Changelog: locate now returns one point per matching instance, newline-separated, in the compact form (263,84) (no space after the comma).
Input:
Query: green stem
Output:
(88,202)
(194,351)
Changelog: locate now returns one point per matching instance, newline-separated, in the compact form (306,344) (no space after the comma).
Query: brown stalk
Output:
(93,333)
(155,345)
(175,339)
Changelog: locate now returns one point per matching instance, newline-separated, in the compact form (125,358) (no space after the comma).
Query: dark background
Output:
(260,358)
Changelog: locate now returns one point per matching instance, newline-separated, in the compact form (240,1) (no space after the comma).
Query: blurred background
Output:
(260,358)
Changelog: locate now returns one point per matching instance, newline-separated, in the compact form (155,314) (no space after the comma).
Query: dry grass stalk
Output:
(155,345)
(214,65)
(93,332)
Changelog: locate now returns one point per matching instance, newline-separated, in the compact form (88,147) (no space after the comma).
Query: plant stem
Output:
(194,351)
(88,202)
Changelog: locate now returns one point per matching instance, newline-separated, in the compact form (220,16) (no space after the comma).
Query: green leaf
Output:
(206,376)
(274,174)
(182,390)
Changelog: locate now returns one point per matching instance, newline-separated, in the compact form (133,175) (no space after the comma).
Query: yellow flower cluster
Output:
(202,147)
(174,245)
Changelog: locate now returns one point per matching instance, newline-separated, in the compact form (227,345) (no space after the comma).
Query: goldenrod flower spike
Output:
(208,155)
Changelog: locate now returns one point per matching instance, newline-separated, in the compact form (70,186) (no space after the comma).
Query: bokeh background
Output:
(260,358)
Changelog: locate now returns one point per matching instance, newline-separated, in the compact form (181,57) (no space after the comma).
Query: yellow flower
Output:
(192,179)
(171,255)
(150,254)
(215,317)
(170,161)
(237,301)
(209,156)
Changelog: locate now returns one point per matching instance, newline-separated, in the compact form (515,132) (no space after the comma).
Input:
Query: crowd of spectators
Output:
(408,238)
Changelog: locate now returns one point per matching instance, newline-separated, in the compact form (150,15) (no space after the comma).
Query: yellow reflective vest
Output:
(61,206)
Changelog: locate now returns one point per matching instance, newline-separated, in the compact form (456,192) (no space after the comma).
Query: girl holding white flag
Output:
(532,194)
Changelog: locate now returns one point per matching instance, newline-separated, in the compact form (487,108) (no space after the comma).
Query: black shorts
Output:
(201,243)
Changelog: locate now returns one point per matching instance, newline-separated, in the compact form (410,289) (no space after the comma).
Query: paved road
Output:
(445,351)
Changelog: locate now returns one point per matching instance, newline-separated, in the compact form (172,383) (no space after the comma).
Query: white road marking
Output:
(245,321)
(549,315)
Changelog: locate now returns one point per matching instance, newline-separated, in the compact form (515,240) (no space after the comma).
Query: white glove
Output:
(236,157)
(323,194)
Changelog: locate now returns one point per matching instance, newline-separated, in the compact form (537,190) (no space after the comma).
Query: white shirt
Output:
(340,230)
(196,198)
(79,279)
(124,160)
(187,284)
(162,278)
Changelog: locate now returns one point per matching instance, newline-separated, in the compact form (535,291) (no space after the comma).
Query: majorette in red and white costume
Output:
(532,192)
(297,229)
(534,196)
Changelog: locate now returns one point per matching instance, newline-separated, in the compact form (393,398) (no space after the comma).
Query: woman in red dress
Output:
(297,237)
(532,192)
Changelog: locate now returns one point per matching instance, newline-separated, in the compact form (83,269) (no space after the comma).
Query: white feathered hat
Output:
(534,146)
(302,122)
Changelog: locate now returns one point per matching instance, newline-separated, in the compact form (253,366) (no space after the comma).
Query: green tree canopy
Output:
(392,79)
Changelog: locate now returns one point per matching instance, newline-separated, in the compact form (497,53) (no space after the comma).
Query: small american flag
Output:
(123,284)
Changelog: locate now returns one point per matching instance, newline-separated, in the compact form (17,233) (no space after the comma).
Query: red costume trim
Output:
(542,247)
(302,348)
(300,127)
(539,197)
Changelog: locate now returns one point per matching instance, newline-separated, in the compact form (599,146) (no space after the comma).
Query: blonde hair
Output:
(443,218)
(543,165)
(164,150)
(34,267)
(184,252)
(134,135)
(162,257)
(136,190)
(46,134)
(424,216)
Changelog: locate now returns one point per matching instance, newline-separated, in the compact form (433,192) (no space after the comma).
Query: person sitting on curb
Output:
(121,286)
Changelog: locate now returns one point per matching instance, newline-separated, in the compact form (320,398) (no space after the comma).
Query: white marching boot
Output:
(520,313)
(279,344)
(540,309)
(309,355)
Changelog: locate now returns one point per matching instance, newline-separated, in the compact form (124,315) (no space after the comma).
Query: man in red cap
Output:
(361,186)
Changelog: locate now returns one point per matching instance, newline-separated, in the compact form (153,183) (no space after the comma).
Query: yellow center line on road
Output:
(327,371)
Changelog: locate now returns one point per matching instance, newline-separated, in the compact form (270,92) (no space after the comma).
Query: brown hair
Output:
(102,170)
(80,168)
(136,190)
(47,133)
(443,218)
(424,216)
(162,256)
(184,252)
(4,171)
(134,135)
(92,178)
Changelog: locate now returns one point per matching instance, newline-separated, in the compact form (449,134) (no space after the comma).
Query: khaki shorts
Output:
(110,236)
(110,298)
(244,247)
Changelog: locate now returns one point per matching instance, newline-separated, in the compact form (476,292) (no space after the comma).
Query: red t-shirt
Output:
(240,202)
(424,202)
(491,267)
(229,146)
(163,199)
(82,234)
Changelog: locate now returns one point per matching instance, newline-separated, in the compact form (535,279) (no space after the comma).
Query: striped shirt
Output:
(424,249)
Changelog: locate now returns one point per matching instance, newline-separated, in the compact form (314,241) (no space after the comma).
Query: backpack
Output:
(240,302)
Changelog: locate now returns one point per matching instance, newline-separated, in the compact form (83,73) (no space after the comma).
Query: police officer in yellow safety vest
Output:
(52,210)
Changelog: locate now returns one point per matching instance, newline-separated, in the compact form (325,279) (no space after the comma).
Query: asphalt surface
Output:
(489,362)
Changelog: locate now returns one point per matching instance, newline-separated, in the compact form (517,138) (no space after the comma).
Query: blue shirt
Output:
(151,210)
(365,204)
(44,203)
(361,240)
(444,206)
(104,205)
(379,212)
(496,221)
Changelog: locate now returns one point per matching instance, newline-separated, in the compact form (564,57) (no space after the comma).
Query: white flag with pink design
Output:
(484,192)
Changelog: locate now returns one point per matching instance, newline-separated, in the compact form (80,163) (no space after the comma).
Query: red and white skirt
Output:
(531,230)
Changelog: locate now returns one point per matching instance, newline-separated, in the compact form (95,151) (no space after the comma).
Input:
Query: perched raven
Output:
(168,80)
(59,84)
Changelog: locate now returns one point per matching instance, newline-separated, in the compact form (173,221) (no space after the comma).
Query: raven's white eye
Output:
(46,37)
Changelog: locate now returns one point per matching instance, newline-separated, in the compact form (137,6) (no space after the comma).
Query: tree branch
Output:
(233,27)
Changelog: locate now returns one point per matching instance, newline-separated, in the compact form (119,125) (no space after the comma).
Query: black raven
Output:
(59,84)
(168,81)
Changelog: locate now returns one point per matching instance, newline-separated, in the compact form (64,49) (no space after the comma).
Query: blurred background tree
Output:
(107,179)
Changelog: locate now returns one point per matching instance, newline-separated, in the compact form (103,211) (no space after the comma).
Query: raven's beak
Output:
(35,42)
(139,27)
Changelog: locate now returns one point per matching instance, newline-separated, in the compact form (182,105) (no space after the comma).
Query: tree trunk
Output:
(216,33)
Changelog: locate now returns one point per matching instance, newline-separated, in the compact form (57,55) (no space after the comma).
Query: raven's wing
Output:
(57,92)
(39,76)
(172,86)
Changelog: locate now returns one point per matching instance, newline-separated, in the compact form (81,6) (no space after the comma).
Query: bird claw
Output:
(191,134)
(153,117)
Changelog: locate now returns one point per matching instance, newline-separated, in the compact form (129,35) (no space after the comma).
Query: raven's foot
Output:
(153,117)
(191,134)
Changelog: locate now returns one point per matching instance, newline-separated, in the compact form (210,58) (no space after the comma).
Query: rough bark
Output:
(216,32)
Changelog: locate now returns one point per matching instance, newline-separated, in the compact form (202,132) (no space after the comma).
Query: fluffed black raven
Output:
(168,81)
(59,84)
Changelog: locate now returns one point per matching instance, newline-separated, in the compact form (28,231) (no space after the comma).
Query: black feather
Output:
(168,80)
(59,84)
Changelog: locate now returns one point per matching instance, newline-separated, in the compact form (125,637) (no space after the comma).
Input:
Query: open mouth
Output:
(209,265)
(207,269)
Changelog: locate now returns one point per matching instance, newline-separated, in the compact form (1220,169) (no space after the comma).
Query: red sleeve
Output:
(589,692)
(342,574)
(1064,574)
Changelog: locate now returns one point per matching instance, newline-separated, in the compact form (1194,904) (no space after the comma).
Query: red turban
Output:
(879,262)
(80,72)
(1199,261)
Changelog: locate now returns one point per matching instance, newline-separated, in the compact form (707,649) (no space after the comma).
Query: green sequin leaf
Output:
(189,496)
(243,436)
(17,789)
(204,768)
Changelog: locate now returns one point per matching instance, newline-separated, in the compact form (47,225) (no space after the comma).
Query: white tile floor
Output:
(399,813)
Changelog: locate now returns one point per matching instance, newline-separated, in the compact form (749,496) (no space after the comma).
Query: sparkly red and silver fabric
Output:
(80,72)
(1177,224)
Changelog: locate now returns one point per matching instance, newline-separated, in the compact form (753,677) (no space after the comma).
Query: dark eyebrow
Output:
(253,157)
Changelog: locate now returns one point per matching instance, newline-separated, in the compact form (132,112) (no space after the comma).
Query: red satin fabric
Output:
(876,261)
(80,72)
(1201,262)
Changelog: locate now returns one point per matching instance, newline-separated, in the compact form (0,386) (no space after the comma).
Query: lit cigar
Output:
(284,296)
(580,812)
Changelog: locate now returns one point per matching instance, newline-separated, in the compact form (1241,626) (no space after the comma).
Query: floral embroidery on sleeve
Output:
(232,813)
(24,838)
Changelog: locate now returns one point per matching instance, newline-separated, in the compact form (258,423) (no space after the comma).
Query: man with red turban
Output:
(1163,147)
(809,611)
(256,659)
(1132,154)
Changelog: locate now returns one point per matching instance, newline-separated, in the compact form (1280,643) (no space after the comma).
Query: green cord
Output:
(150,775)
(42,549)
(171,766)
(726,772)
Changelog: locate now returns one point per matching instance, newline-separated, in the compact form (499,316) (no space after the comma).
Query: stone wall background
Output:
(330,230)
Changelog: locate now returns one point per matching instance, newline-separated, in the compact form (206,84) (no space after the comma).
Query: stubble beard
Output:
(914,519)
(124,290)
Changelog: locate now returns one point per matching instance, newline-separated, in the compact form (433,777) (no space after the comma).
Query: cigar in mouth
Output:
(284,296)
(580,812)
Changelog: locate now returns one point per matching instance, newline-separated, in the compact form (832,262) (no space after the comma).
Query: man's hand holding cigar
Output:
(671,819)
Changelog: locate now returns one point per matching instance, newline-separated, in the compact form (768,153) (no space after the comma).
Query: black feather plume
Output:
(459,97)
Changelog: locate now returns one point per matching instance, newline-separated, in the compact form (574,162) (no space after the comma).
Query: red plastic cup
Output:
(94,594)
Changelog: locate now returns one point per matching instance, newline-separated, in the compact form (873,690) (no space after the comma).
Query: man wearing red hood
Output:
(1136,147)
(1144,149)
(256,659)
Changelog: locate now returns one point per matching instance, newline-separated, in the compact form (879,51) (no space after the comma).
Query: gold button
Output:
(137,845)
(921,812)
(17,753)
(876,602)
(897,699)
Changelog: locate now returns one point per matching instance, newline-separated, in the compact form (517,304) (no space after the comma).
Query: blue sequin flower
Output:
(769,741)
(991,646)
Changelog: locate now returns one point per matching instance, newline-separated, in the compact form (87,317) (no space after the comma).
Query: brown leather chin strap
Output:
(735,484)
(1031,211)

TASK PROMPT. For every line in the data above that has the string "road", return that line.

COMPLETED EXERCISE.
Query: paved road
Query: white road marking
Query: yellow center line on road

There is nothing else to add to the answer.